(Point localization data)
>>
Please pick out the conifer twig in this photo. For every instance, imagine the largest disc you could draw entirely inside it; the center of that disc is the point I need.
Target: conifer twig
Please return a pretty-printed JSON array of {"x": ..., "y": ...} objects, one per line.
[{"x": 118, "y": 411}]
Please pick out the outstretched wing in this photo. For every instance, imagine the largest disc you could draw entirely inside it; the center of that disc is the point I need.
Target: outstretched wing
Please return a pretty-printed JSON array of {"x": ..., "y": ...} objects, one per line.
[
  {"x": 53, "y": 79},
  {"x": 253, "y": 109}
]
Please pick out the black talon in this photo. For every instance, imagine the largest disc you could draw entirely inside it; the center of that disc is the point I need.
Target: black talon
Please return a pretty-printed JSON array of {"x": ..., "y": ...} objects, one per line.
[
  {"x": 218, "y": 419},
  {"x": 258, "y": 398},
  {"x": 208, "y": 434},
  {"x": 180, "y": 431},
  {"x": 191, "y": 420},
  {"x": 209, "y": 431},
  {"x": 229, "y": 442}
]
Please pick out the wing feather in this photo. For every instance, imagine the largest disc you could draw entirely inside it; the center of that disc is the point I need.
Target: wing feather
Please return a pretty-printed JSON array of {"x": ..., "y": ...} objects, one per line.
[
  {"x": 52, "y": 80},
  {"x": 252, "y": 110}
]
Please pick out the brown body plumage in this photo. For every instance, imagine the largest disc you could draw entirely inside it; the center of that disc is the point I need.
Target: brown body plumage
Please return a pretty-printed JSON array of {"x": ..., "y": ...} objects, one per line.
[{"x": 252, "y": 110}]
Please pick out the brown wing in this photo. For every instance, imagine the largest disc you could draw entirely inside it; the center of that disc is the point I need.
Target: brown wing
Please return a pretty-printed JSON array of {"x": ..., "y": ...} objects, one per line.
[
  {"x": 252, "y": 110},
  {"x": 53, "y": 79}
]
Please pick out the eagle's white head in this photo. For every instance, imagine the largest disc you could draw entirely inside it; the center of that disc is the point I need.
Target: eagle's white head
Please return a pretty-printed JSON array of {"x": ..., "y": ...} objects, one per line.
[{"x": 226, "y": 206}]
<<
Task directions: Word for word, restate the data above from its first line down to and including the line with "Target: eagle's white head".

Response to the task:
Please pick out the conifer twig in this photo. For every instance, imagine the largest disc you could draw entirely inside it; the center of that disc is the point I need.
Target: conifer twig
Please return a pretty-printed JSON array of {"x": ..., "y": ...} objects, one per line.
[{"x": 118, "y": 411}]
Please pick out the outstretched wing in this photo. For every instance, imagine the largest disc you could draw entirely inside it; the center of that disc is the point I need.
Target: outstretched wing
Please return a pretty-printed JSON array of {"x": ..., "y": ...} objects, one per line.
[
  {"x": 53, "y": 79},
  {"x": 253, "y": 109}
]
Please pick out the black talon in this photo. For every instance, imagine the largest disc you could draw entirely inside it; the center of that disc is the point I need.
Target: black talon
Please return a pretty-printed JSON array of {"x": ..., "y": ...} objects, one per line.
[
  {"x": 218, "y": 419},
  {"x": 258, "y": 398},
  {"x": 208, "y": 434},
  {"x": 180, "y": 431},
  {"x": 191, "y": 420},
  {"x": 209, "y": 431},
  {"x": 229, "y": 442}
]
Please pick out the wing feather in this photo. For every instance, imagine the largest disc you could draw entirely inside it; the center of that disc is the point I need.
Target: wing feather
Please return a pretty-printed JSON array of {"x": ..., "y": ...} objects, one per line.
[
  {"x": 52, "y": 80},
  {"x": 252, "y": 110}
]
Please pick out the brown body plumage in this photo. For every instance, imagine the largest disc you could draw entirely inside it; the center of that disc is the point I need.
Target: brown body plumage
Please return a pretty-printed JSON array of {"x": ..., "y": ...} objects, one per line.
[{"x": 252, "y": 110}]
Please pick out the brown wing in this photo. For every instance, imagine the largest disc you could draw entirely inside it; the center of that disc is the point I need.
Target: brown wing
Please return a pretty-printed JSON array of {"x": ..., "y": ...} objects, one per line.
[
  {"x": 252, "y": 110},
  {"x": 53, "y": 79}
]
Please pick out the eagle's white head in this photo. For every instance, imagine the largest disc you could draw entirely inside it; the center of that disc is the point I need.
Target: eagle's white head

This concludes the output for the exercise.